━━━ Exercise data
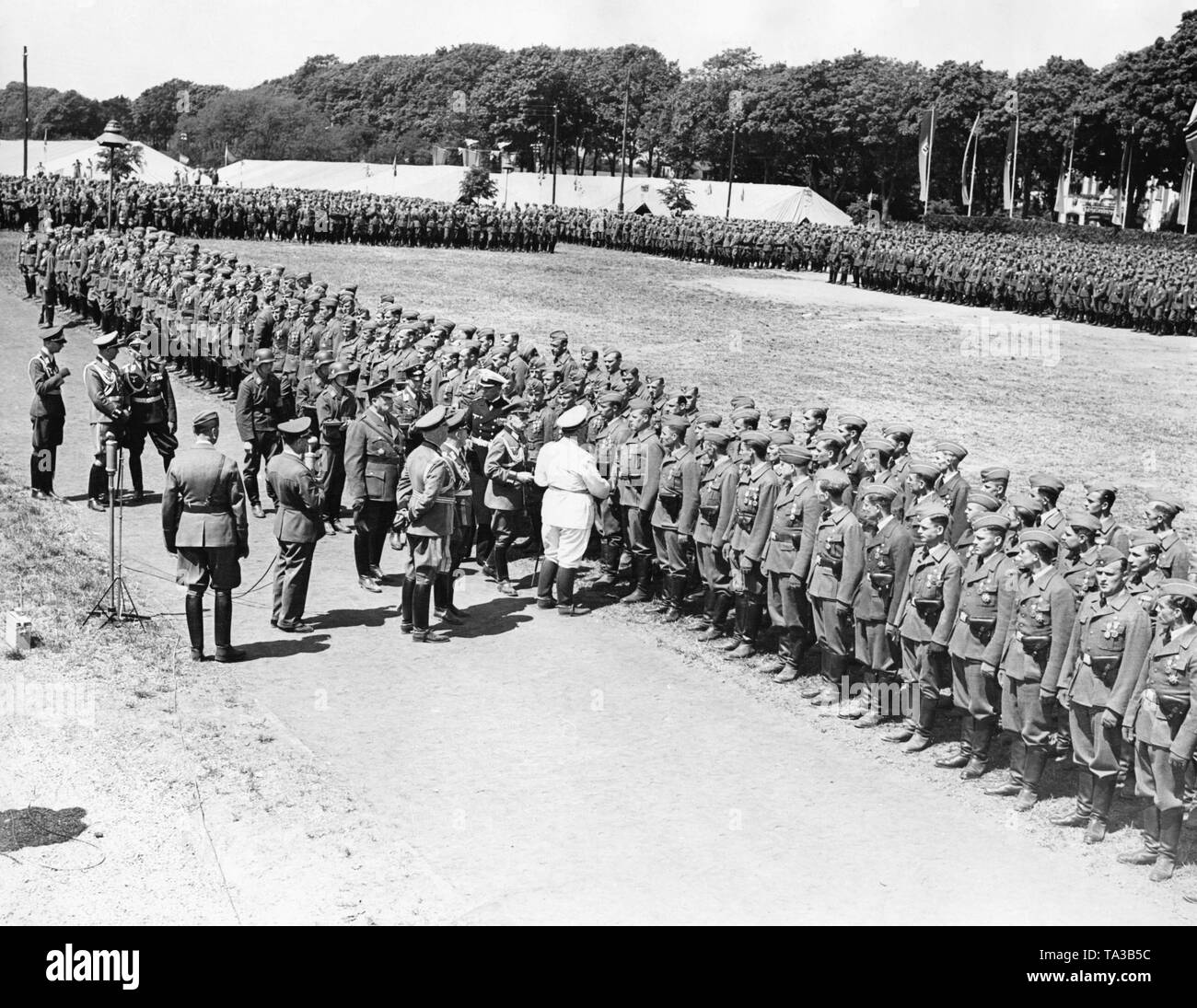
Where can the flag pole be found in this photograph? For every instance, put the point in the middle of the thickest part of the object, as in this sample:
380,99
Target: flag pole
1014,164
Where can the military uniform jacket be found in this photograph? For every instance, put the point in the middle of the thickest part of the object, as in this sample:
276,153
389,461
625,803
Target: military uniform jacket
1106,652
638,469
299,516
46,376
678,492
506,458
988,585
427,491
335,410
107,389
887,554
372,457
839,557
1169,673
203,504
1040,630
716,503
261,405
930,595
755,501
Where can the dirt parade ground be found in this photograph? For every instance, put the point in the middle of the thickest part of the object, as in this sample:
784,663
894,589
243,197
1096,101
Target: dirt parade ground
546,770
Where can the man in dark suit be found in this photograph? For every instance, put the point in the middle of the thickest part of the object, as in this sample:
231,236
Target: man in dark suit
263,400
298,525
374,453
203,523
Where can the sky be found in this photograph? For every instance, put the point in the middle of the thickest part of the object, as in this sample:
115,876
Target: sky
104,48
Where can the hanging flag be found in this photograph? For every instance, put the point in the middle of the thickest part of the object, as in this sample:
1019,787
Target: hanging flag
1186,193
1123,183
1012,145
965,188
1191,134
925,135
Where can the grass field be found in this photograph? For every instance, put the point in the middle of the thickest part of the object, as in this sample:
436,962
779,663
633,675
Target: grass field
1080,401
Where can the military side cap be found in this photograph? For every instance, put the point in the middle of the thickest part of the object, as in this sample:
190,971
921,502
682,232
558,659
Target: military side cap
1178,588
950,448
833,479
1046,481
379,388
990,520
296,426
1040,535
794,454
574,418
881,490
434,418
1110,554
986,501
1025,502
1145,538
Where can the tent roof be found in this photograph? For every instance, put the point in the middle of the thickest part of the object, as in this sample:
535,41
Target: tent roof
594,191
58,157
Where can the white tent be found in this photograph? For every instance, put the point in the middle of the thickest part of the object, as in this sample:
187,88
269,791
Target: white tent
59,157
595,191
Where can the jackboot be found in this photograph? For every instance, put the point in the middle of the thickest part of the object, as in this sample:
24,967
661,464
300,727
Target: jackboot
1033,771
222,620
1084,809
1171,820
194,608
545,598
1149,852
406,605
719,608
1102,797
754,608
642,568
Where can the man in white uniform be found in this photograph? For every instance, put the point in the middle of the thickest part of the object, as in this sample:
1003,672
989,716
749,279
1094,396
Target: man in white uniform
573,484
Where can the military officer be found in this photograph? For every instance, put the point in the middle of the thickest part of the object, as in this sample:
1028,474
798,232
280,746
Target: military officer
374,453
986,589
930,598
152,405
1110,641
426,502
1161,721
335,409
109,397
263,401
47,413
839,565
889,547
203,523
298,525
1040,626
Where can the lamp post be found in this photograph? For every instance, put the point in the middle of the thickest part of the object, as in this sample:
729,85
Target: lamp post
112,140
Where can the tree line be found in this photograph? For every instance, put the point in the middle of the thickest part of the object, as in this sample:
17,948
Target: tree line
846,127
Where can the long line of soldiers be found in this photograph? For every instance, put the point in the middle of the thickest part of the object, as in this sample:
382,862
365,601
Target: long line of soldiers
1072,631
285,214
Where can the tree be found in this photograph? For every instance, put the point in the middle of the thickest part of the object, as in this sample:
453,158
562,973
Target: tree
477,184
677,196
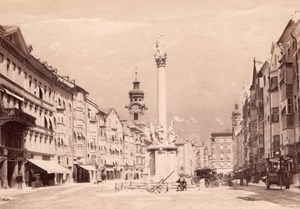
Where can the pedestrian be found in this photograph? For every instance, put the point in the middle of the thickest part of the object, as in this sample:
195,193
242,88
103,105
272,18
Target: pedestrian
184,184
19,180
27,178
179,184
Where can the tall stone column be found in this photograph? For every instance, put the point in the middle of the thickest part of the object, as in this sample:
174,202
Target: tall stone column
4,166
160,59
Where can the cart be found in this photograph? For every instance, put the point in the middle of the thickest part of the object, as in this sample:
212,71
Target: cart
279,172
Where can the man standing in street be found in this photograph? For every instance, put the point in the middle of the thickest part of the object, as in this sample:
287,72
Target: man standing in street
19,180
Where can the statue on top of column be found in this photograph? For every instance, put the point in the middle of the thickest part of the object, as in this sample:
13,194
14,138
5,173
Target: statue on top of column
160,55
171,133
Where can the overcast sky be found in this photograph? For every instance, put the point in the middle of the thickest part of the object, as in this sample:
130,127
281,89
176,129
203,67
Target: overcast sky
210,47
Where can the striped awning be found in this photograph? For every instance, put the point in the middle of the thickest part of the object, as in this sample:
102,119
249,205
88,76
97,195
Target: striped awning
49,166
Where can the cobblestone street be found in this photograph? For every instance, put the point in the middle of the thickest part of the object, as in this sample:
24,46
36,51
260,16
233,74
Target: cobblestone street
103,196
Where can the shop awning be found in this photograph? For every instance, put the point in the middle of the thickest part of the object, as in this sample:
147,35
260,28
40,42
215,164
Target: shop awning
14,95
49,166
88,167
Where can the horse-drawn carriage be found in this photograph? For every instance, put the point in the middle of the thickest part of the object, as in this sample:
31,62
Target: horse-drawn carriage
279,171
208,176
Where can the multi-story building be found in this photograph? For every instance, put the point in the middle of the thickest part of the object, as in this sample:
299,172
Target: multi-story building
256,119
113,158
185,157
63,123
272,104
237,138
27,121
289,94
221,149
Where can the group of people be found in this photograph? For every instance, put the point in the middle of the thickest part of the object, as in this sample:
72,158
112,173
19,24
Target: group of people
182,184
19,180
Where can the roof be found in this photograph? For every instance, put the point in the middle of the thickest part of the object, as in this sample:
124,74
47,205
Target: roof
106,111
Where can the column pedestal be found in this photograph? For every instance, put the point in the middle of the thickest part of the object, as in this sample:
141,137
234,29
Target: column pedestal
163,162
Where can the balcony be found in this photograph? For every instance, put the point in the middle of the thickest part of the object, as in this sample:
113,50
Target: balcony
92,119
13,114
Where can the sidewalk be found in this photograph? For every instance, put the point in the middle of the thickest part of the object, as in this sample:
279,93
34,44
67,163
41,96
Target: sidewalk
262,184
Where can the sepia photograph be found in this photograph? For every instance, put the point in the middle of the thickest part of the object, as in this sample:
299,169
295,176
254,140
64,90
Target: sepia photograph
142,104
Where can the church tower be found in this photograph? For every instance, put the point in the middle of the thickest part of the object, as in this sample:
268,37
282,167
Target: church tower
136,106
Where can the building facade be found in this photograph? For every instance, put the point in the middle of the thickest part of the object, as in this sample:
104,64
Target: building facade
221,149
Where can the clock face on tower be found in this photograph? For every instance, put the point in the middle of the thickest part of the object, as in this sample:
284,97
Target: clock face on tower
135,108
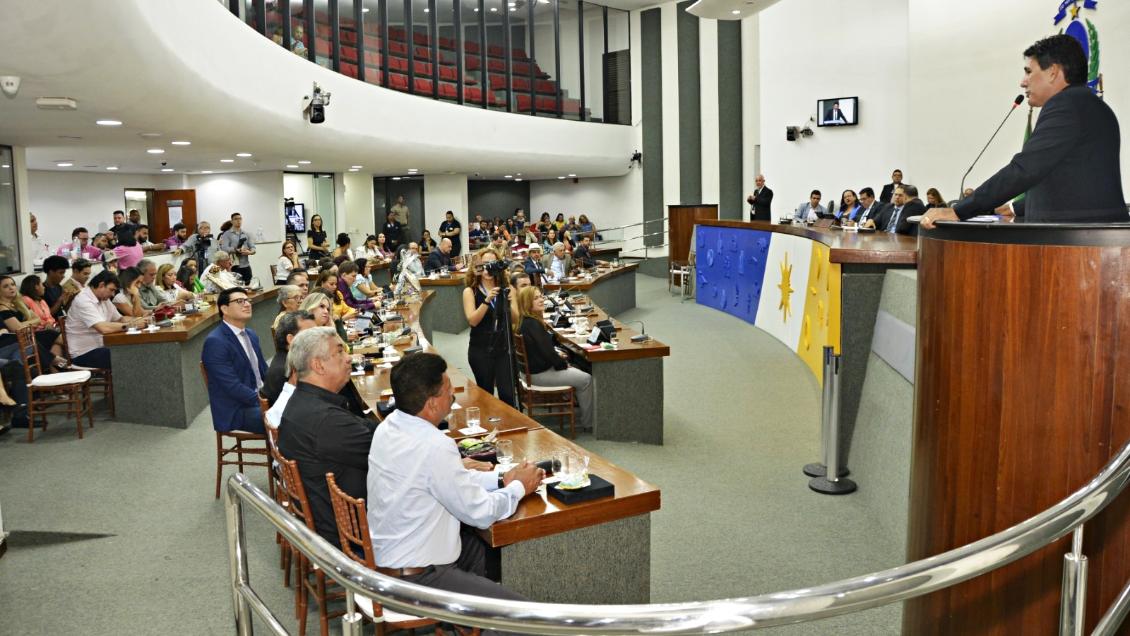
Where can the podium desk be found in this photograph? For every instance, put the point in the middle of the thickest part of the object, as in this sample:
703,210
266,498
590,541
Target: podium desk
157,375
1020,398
━━━━━━
━━━ Exercise data
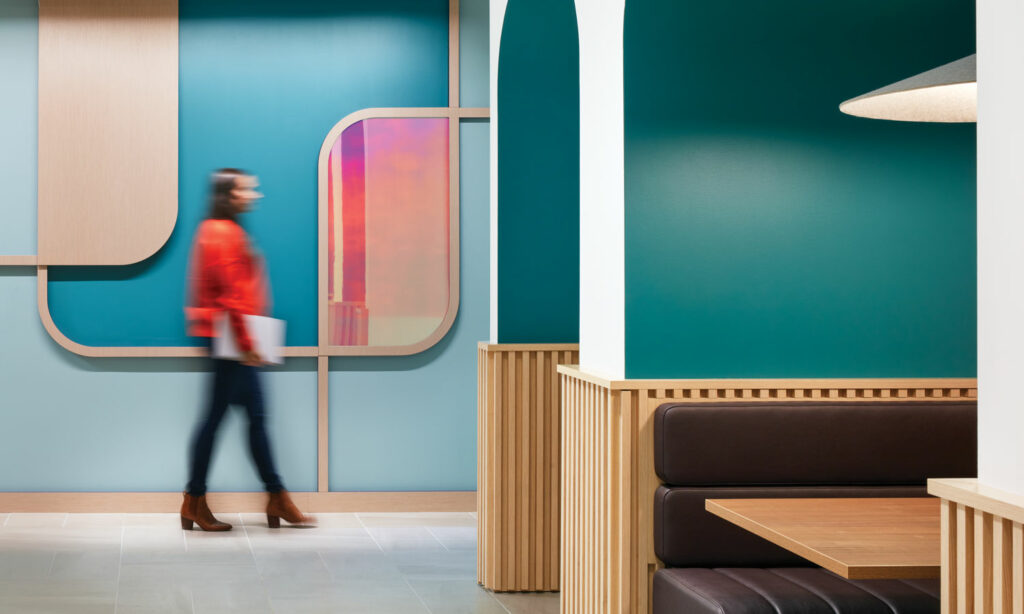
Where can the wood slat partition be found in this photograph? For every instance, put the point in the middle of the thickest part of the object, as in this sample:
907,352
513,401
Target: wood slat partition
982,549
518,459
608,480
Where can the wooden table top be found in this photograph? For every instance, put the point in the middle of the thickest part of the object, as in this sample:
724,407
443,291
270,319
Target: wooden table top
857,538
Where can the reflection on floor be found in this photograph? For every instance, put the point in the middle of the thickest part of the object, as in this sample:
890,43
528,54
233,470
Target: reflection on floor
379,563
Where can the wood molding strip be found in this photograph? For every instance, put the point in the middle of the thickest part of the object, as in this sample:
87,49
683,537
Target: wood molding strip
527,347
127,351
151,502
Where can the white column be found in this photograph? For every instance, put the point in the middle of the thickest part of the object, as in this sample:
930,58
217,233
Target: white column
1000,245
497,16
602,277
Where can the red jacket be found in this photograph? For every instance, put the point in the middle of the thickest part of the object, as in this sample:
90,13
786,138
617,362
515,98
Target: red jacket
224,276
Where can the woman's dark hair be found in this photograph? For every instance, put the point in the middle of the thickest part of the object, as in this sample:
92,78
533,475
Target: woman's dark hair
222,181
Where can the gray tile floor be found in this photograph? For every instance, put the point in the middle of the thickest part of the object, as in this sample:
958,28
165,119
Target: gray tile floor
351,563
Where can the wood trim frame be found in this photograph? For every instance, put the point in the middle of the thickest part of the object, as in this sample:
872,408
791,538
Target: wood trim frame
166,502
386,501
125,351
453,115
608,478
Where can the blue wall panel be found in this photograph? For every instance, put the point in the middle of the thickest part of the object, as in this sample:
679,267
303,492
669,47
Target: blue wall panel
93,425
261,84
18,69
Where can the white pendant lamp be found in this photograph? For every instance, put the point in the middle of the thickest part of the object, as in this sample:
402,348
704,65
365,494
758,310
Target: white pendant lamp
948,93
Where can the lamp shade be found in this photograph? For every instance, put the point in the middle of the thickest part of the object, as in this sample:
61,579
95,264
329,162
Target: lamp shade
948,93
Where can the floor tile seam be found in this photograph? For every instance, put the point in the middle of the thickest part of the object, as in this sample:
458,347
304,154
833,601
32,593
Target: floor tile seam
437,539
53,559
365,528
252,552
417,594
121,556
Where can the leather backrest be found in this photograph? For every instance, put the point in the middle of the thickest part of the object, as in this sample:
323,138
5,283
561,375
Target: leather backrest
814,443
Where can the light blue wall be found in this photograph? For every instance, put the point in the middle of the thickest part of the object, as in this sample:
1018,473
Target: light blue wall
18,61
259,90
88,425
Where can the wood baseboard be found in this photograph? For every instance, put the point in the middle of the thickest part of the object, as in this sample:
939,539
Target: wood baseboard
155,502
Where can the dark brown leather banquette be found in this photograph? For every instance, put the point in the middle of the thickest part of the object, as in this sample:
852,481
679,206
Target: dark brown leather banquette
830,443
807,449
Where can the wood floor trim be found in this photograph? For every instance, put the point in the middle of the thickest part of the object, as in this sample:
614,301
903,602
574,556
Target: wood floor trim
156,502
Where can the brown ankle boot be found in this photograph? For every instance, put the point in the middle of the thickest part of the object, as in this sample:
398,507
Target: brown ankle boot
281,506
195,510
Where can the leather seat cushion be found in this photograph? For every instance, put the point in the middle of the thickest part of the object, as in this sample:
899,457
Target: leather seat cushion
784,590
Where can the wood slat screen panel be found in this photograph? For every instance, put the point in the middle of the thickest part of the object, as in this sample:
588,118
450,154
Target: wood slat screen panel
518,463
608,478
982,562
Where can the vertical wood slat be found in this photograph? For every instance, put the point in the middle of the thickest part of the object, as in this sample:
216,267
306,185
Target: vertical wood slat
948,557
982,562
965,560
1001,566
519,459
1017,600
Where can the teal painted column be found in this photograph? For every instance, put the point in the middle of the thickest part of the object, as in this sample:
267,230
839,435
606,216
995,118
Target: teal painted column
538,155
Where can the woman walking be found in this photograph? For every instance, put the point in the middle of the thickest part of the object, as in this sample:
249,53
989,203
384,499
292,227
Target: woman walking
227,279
━━━━━━
__What is being asked__. The response must hold only the lines above from the line with "Target: white pendant lamp" through the line with "Where can the floor", each copied exactly, both ends kept.

__Final answer__.
Target: white pendant lamp
948,93
Where can the lamp shade be found in this photograph? For every instance, put the point in the middle of the thickest part of the object, as in this sample:
61,579
95,264
329,162
Target: lamp shade
948,93
Where can the floor tile seam be found in this photograph? For every instance, put the point in the middle of the thickest part of the object, as in this sample:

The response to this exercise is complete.